Despite the campaign of genocide in northern Rakhine State, Rohingya students’ desire for education is being shown as the force of resilience in the latest Matriculation examinations
On June 1, Myanmar released the results of Matriculation (pre-university) examinations across the country. Among them are the list of Rohingya students who successfully completely the examinations in the 2017-18 academic year.
Majority of them are Rohingya students in the list of total of 272 students who passed the exams in Maungdaw District – comprising of Maungdaw and Buthidaung township.
A young Rohingya girl, Ma Ru Chi Myint is the top student in the whole district with five distinctions in Myanmar Language, Mathematics, Physics, Chemistry and Biology.
Maung Abdu Hanif and Maung Mohammed Riyaz also passed with golden colours – four and three distinctions respectively in Maungdaw while Maung Shoriful Islam, Maung Mohammed Koser and Maung Mohammed Ayas completed with four, three and three distinctions in Buthidaung.
The academic year was in no way smooth for the Rohingya students.
It was the year when Myanmar Military launched the most atrocious campaign of genocide against the community in August 2017 when the students barely began their classes.

= = = =

▸ Exercise 1
Answer from the report on Rohingya exam results:
(a) On what date did Myanmar release the Matriculation examination results?
(b) How many distinctions did Ma Ru Chi Myint earn?
(c) In what month and year did the Myanmar Military launch its campaign against the community?
▸ Exercise 2
Rewrite the passage of the report on Rohingya exam results from "Majority of them" to "and Buthidaung township.", putting "two hundred seventy-two" in place of "272".
Use only the report on Rohingya exam results above as your source.

= = = =

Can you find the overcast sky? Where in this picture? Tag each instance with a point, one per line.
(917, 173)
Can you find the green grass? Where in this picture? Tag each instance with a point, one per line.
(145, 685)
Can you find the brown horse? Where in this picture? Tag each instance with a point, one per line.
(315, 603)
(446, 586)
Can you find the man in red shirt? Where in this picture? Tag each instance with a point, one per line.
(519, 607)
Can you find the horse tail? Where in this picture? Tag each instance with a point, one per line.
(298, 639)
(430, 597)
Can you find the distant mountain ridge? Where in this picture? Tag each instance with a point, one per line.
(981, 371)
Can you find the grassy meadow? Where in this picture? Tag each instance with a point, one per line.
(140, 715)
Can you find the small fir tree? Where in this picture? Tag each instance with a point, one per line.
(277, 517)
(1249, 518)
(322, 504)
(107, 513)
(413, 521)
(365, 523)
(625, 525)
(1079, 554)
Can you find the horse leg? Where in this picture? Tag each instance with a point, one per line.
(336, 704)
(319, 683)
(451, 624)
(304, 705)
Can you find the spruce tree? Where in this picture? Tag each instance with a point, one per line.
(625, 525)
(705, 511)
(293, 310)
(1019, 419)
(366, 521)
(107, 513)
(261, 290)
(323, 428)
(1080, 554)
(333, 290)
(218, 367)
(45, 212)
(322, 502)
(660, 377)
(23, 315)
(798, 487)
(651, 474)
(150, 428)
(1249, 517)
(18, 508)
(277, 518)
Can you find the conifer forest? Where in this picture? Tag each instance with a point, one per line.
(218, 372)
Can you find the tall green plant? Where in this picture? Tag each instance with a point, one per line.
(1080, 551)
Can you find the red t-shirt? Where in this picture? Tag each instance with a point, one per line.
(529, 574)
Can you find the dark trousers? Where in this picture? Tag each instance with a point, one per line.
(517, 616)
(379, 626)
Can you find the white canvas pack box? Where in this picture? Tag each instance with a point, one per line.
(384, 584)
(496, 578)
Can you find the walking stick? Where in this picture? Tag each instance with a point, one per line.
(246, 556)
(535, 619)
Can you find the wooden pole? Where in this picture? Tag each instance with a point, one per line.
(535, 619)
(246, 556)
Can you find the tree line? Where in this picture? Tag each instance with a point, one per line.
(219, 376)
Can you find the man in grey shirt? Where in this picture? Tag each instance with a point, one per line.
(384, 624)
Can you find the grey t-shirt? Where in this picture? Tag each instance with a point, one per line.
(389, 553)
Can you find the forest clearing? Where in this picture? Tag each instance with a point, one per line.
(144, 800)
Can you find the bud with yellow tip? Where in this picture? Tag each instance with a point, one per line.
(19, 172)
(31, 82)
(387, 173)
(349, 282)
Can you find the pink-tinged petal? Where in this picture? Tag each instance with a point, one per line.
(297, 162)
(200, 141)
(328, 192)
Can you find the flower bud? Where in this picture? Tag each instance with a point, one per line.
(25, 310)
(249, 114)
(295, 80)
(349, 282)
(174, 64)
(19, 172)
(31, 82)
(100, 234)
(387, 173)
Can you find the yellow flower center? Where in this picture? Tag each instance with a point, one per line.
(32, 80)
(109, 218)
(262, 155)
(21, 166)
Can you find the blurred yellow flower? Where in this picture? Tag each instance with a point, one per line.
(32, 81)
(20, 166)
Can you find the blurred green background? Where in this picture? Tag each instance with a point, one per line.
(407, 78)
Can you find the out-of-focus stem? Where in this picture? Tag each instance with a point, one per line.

= = = =

▸ Worked solution 1
(a) June 1
(b) Five
(c) August 2017

▸ Worked solution 2
Majority of them are Rohingya students in the list of total of two hundred seventy-two students who passed the exams in Maungdaw District – comprising of Maungdaw and Buthidaung township.